**Directive A**
List every percentage figure given in the article on Queen Margrethe.
**Directive B**
Reproduce the part of the article on Queen Margrethe starting with "The poll, by" and going on through "and Queen Ingrid.".

**Document segment**
** begin **
Queen Margrethe II of Denmark has played down talk of abdicating the throne in favor of her son, in an interview given at the start of celebrations to mark the 40th anniversary of her coronation.
"In my eyes, it’s part of the position that you have when you inherit a monarchy: It is a task you have handed down to you, and that you keep as long as you live, the way my father did and my grandfather before him," she said at a press conference on Tuesday at the Amalienborg Palace in Copenhagen.
Her renewed commitment came just a week after a new poll found that 40 percent of Danes believed that Margrethe, 71, should abdicate within 10 years to make way for her son, Crown Prince Frederik, while only 31 per cent believed she should stay in place.
The poll, by Megafon, the Danish opinion research group, found that support for the monarchy in Denmark remained high, with more than 77 percent of Danes supporting it, and only 16 per cent wanting the country to become a Republic.
On Saturday January 14, to mark the 40th anniversary of her coronation, Queen Margrethe plans to take a coach ride around Copenhagen and hold a grand reception at Copenhagen’s City Hall, after first travelling to the cathedral at Roskilde, Denmark’s medieval capital, to lay a wreath at the grave of her parents, King Frederik IX’s and Queen Ingrid.
** end **
**Source data**
** begin **
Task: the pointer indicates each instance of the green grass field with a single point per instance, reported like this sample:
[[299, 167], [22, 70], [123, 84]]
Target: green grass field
** end **
**Correct answer A**
40 percent
31 per cent
more than 77 percent
16 per cent

**Correct answer B**
The poll, by Megafon, the Danish opinion research group, found that support for the monarchy in Denmark remained high, with more than 77 percent of Danes supporting it, and only 16 per cent wanting the country to become a Republic.
On Saturday January 14, to mark the 40th anniversary of her coronation, Queen Margrethe plans to take a coach ride around Copenhagen and hold a grand reception at Copenhagen’s City Hall, after first travelling to the cathedral at Roskilde, Denmark’s medieval capital, to lay a wreath at the grave of her parents, King Frederik IX’s and Queen Ingrid.